COMPITI ASSEGNATI:
**a.** Nel brano sul costume sardo, di che colore è sempre la camicia del vestito tradizionale femminile?
**b.** Trascrivi dal brano sul costume sardo tutto il passo che va dalle parole "Del costume può" fino alle parole "tutto dai romani.".

Ma, come nasce questa tradizione e quali storie si celano dietro gli abiti?
Scopriamolo insieme!
Il costume sardo, diverso per ogni località, indicava la provenienza di chi lo indossava, esaltando l’estrazione e lo stato sociale. Ogni costume era adatto per particolari occasioni: quelli più originali ed elaborati per le feste, più semplici per tutti i giorni, diversi per i ricchi e per i poveri, per le donne sposate, per le nubili e per le vedove.
Nonostante i costumi sardi siano tutti particolarmente elaborati e variopinti, la differenza tra uomo e donna era notevole anche in questo aspetto: colorati e sgargianti per le donne, più severi quelli degli uomini.

L’attività tessile nella nostra regione risale all’Età del Rame e fortunatamente sono ancora tante le testimonianze arrivate fino ad oggi dall’epoca romana. Tra i materiali utilizzati per la realizzazione degli abiti sardi, il più originale è il broccato: un tessuto pregiato che ha origine nel 300 d.C. in Asia. I diversi colori del broccato, nell’abito sardo, rappresentavano una determinata fase della vita.
Sugli abiti sardi si possono individuare le influenze dei popoli invasori del passato: ogni comunità infatti può contare su un proprio vestito tradizionale diverso da tutti gli altri.
La realizzazione non è semplice e il lavoro degli artigiani veniva tramandato da generazione in generazione.Il vestito tradizionale delle donne può contare sulla cuffia, una camicia sempre di colore bianco e il corsetto che può essere di diversi tagli. Per decorarlo ulteriormente si usava “sa sabeggia” un amuleto donato ai neonati che veniva portato per tutto il corso della vita.
“Su sciallu” (lo scialle) solitamente nero o marrone, veniva arricchito con motivi floreali.
Per quanto riguarda il costume maschile, invece, abbiamo: la camicia, i pantaloni di lino bianco, il gilet, il berretto, la giacca.
Del costume può far parte anche la mastruca, grande cappotto di lana con pelle di pecora. Questo indumento ha una storia particolare: si tratta di una veste di pelle lanosa; Cicerone definiva i sardi come “latruncoli mastrucati” e questo riferimento era collegato alla convinzione che il popolo sardo era riuscito a non farsi mai sottomettere del tutto dai romani.

ELENCO DEI RECORD:
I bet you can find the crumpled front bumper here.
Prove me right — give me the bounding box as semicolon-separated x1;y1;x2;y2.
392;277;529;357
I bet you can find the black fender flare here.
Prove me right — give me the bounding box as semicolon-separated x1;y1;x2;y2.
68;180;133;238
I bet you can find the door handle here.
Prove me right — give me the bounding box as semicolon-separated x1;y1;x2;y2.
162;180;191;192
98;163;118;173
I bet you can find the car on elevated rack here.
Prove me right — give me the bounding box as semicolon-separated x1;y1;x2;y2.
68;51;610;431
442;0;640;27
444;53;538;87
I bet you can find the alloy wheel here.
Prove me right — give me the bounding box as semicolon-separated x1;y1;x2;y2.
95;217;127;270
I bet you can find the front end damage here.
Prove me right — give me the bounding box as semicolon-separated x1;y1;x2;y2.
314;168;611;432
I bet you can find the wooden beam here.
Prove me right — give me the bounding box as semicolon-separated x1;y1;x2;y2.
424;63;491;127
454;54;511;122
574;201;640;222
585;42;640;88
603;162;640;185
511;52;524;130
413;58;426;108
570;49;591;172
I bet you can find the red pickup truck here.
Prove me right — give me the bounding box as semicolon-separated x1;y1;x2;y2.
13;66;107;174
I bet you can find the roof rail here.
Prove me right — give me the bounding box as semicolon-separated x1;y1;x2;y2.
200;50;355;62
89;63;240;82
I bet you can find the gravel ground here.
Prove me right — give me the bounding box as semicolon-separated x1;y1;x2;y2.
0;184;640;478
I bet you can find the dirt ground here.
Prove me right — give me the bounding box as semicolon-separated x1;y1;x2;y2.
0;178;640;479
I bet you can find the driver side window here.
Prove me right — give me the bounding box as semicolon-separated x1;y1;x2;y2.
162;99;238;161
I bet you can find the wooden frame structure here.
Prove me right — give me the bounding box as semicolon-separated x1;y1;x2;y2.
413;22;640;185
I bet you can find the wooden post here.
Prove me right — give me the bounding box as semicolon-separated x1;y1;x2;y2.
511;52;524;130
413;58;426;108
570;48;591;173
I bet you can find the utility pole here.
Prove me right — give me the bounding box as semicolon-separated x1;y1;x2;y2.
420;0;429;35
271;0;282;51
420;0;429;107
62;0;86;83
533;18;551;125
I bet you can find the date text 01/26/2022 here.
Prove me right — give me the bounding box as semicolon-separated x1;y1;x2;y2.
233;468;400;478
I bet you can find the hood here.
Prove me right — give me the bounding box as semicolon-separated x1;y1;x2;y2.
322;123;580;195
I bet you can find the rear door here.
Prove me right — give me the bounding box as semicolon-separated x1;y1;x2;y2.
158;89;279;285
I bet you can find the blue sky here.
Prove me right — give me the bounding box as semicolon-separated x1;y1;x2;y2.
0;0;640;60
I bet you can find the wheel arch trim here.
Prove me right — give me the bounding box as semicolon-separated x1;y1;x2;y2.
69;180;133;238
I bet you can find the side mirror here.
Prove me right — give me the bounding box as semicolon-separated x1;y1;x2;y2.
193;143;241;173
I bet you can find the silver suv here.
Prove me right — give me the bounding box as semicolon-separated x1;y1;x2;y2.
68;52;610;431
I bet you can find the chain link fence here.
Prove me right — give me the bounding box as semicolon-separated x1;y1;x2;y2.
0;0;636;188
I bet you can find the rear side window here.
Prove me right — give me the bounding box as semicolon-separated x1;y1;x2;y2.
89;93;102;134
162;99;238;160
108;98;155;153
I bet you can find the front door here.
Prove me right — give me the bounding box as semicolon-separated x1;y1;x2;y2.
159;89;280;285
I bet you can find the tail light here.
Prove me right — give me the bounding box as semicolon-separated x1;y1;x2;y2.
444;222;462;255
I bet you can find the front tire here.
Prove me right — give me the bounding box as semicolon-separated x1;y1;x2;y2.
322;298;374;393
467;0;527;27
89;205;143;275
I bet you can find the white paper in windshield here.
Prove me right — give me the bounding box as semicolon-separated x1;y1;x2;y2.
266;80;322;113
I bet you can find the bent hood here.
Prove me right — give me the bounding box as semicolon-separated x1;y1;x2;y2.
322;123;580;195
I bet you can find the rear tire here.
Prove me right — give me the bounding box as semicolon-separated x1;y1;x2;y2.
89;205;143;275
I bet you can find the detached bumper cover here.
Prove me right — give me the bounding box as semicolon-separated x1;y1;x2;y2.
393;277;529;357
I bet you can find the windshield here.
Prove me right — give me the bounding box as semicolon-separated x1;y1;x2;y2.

RISPOSTE PER COMPITO:
**a.** È sempre bianca.

**b.**
Del costume può far parte anche la mastruca, grande cappotto di lana con pelle di pecora. Questo indumento ha una storia particolare: si tratta di una veste di pelle lanosa; Cicerone definiva i sardi come “latruncoli mastrucati” e questo riferimento era collegato alla convinzione che il popolo sardo era riuscito a non farsi mai sottomettere del tutto dai romani.